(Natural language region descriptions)
══════════
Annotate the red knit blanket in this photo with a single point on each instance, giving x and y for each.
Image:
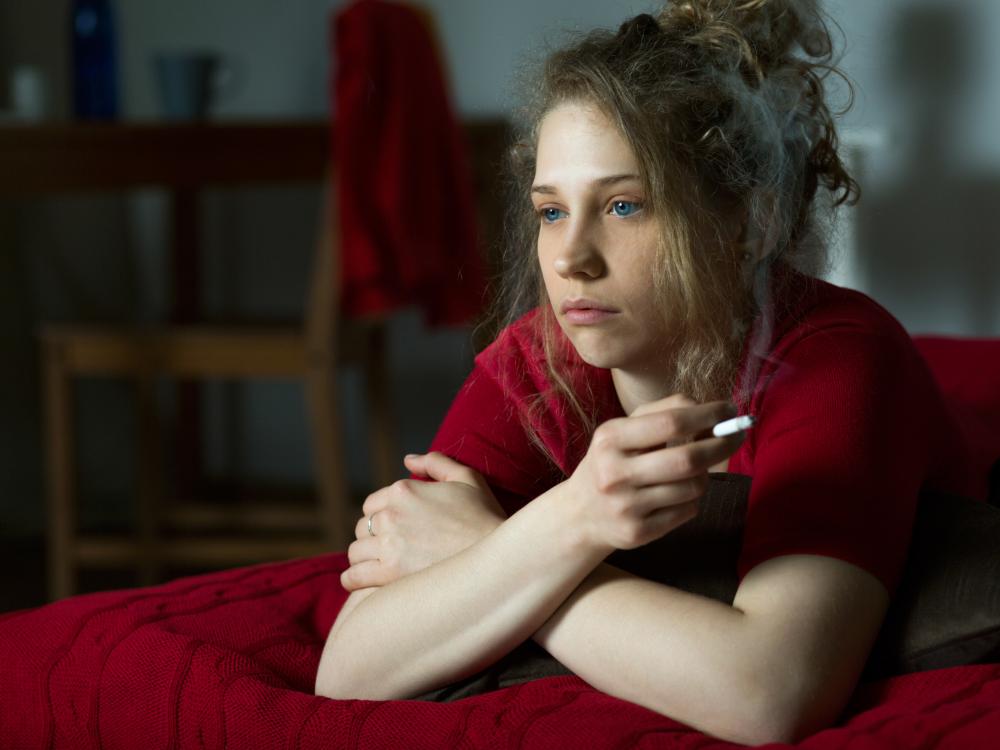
(228, 660)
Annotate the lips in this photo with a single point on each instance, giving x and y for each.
(582, 303)
(586, 312)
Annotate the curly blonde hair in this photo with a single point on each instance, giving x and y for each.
(723, 103)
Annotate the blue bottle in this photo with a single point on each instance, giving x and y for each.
(95, 61)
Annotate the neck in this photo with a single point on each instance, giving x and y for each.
(635, 389)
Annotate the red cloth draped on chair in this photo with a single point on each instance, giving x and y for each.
(407, 212)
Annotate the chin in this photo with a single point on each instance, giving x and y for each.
(598, 356)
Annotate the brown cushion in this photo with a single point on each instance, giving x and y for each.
(946, 610)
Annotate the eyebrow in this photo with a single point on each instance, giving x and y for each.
(602, 182)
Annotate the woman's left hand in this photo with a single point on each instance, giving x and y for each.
(415, 524)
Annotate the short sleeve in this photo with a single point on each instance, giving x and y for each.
(839, 452)
(483, 430)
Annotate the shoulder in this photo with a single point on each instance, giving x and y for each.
(825, 336)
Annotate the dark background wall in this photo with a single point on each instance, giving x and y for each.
(924, 241)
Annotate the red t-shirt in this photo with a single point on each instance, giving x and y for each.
(850, 426)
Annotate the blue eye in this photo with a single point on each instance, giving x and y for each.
(625, 208)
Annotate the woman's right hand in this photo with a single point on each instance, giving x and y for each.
(643, 474)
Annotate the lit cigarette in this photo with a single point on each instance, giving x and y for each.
(732, 426)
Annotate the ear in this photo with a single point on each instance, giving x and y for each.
(759, 237)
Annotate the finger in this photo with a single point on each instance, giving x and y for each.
(676, 401)
(665, 520)
(377, 501)
(363, 575)
(680, 462)
(656, 497)
(361, 550)
(441, 468)
(658, 428)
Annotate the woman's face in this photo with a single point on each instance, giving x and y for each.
(597, 241)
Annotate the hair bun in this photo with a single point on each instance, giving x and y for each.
(761, 34)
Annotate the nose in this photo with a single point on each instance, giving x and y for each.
(579, 254)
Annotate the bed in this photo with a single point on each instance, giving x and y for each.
(228, 659)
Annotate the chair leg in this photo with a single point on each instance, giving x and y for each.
(383, 445)
(149, 481)
(338, 514)
(62, 474)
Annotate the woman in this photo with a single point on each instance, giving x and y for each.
(671, 178)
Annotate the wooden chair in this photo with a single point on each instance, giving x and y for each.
(312, 354)
(183, 533)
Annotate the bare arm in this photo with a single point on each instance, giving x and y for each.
(761, 670)
(454, 618)
(778, 665)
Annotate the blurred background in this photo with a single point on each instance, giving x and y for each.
(923, 138)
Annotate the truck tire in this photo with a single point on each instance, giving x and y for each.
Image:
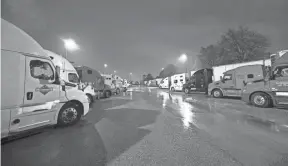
(260, 99)
(69, 114)
(217, 93)
(186, 91)
(90, 97)
(107, 94)
(117, 91)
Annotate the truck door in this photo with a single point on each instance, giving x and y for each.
(180, 84)
(40, 96)
(280, 85)
(239, 80)
(228, 85)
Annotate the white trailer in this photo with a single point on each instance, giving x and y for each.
(219, 70)
(177, 81)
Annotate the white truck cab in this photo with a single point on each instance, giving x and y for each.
(70, 76)
(177, 81)
(33, 94)
(164, 84)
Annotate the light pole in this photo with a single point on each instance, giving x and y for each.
(70, 45)
(183, 58)
(105, 66)
(130, 77)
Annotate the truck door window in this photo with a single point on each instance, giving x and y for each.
(79, 73)
(281, 71)
(72, 77)
(227, 77)
(250, 76)
(41, 70)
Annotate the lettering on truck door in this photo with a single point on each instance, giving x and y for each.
(280, 84)
(228, 85)
(40, 96)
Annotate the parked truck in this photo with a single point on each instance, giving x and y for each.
(273, 90)
(198, 81)
(33, 94)
(178, 80)
(218, 71)
(69, 74)
(233, 81)
(164, 84)
(93, 80)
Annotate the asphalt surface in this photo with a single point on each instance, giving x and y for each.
(153, 127)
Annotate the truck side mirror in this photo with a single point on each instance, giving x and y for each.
(57, 75)
(62, 84)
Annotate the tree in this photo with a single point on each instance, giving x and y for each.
(211, 55)
(168, 71)
(243, 45)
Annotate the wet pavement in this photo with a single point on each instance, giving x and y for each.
(152, 127)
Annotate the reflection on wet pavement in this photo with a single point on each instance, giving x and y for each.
(230, 128)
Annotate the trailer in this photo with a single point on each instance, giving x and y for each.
(93, 79)
(199, 81)
(218, 71)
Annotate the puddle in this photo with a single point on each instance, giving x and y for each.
(207, 112)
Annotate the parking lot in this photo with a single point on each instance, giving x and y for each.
(148, 126)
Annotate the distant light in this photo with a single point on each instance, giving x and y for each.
(70, 45)
(183, 58)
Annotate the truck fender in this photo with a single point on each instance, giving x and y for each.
(217, 88)
(272, 100)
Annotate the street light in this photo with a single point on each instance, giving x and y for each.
(105, 66)
(70, 45)
(183, 58)
(130, 76)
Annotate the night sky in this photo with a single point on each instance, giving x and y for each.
(143, 35)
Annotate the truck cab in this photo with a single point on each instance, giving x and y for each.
(273, 90)
(233, 81)
(177, 81)
(164, 84)
(33, 94)
(70, 76)
(93, 83)
(199, 81)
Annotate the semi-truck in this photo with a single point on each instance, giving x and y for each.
(218, 71)
(93, 81)
(273, 90)
(178, 80)
(33, 93)
(199, 81)
(233, 81)
(164, 84)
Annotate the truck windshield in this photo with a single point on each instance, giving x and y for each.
(72, 77)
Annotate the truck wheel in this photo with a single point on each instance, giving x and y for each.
(107, 94)
(90, 98)
(186, 90)
(117, 91)
(69, 114)
(260, 99)
(217, 93)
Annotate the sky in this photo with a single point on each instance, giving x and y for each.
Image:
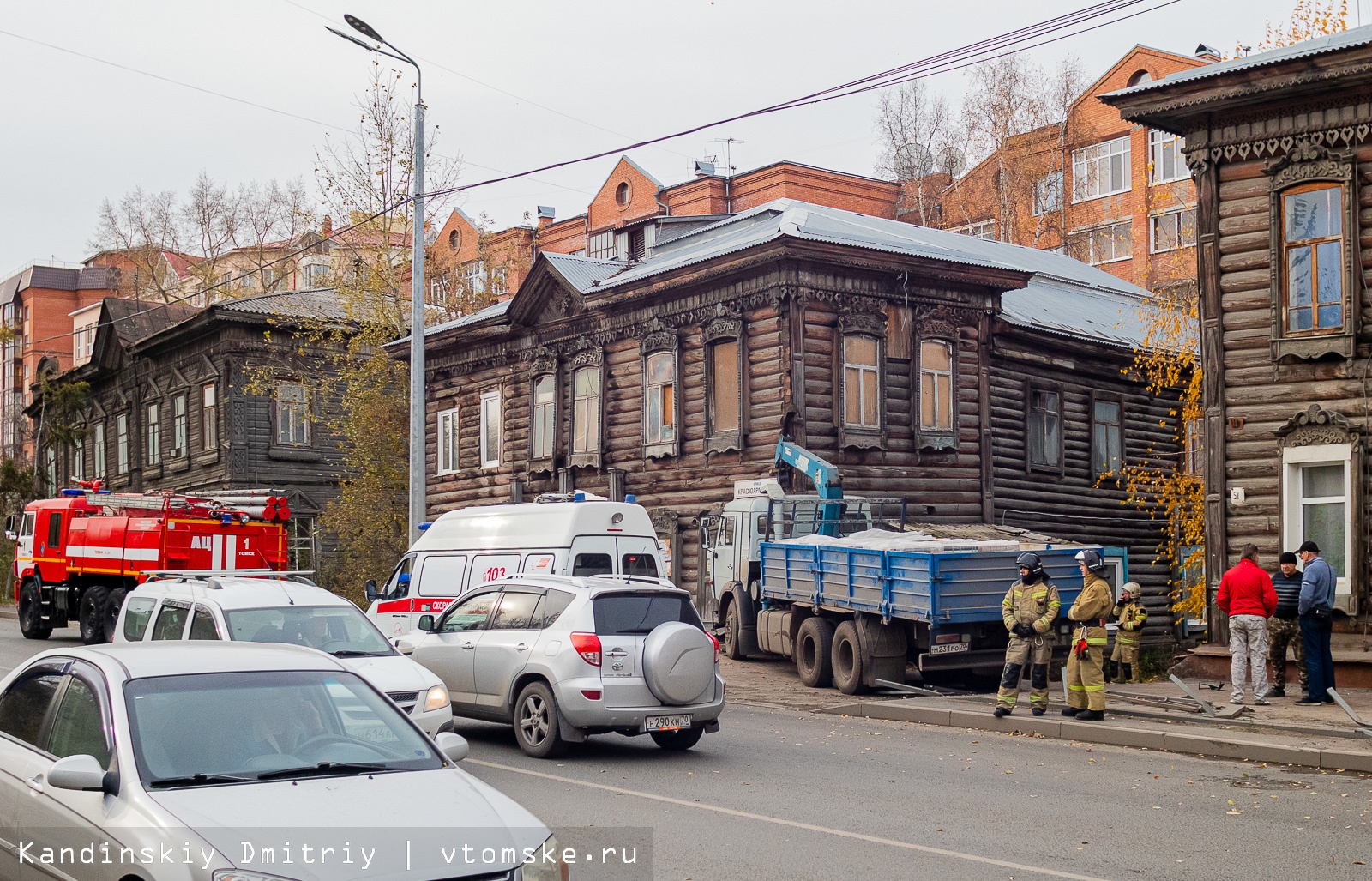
(511, 85)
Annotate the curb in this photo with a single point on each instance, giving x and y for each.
(1113, 734)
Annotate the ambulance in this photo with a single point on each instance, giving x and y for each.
(560, 534)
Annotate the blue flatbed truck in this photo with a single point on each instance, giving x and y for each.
(852, 615)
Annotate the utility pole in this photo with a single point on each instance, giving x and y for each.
(418, 503)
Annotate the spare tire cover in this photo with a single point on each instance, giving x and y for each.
(678, 663)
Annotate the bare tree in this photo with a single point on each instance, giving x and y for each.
(914, 126)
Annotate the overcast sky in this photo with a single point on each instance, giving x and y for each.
(511, 85)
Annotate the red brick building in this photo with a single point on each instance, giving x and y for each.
(1106, 191)
(36, 306)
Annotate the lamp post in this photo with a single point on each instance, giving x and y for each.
(418, 460)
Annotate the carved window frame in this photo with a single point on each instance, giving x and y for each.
(720, 329)
(587, 359)
(542, 368)
(870, 325)
(1043, 386)
(1308, 166)
(937, 327)
(662, 341)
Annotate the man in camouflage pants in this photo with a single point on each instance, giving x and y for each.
(1028, 610)
(1285, 626)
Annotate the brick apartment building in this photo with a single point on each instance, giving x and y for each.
(1106, 191)
(628, 217)
(36, 308)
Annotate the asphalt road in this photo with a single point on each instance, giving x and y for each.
(796, 795)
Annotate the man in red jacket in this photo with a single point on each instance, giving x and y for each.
(1248, 597)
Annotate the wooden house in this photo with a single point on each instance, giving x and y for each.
(984, 382)
(1280, 146)
(209, 400)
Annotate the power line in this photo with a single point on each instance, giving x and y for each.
(943, 62)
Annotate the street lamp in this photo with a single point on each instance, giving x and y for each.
(418, 489)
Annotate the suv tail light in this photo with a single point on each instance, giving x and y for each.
(587, 645)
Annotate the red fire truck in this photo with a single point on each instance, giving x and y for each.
(77, 556)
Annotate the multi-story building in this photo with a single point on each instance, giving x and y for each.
(36, 308)
(1280, 144)
(1110, 192)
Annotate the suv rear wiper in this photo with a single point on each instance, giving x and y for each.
(326, 769)
(191, 780)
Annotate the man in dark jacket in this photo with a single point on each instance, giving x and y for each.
(1285, 626)
(1248, 597)
(1316, 608)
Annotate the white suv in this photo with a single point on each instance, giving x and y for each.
(288, 610)
(560, 658)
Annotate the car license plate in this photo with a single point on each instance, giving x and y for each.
(667, 723)
(948, 648)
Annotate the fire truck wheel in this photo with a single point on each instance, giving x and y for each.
(93, 613)
(111, 611)
(31, 613)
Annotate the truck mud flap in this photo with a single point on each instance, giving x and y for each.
(747, 620)
(988, 659)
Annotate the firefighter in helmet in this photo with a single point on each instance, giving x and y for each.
(1028, 610)
(1131, 617)
(1086, 659)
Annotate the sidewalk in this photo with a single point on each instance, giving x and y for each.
(1282, 733)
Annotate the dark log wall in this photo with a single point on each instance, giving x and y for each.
(793, 315)
(239, 359)
(1260, 393)
(1072, 503)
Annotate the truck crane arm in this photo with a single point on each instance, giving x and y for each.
(823, 474)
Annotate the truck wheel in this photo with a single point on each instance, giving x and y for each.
(537, 723)
(677, 741)
(733, 649)
(848, 659)
(111, 611)
(814, 661)
(93, 615)
(31, 612)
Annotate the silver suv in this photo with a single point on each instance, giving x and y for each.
(562, 658)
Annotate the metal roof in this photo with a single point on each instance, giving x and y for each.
(1330, 43)
(1063, 295)
(320, 304)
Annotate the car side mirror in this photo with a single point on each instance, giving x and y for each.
(453, 745)
(79, 773)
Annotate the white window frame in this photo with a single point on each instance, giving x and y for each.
(1158, 157)
(491, 411)
(121, 444)
(981, 229)
(1179, 219)
(153, 452)
(1293, 528)
(446, 460)
(1090, 238)
(1087, 164)
(98, 452)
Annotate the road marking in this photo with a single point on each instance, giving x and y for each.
(793, 824)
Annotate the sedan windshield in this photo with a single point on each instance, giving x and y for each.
(226, 727)
(335, 629)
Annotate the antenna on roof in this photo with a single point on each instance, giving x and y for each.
(729, 160)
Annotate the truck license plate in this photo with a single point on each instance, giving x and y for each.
(948, 648)
(667, 723)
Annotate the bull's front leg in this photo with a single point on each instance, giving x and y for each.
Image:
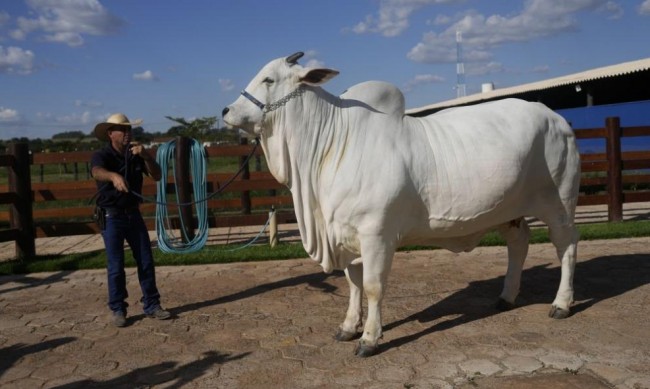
══════════
## THE TASK
In the entries above, find the line containing "Annotate the metal"; transcribe exactly that line and every line after it through the end, and only those, omitting pictures.

## RESPONSE FOR THIS EXERCISE
Annotate the metal roof in this photo with a single point on each instance, giving x and y for each.
(1330, 43)
(1063, 295)
(320, 304)
Annotate the car side mirror in this photo with a single point on each instance, giving x and y for each.
(453, 745)
(79, 773)
Annotate the white window frame in this photo with a single point on each instance, giving x and y for each.
(1158, 157)
(491, 411)
(121, 444)
(981, 229)
(1179, 219)
(153, 452)
(1293, 528)
(446, 460)
(1090, 238)
(1087, 164)
(98, 452)
Annotate the road marking in this photo with a single point on each instance, giving x and y for each.
(793, 824)
Annotate the sedan windshield in this photo with a single point on each instance, giving x and y for each.
(226, 727)
(335, 629)
Annotate the antenna on roof in this photo with a single point on each instance, giving x and y for each.
(729, 160)
Annotate the truck license plate in this photo with a single point on each instance, giving x and y for each.
(948, 648)
(667, 723)
Annotate the bull's front leg in this photo with a single point on each instance, giving x and y for each.
Image:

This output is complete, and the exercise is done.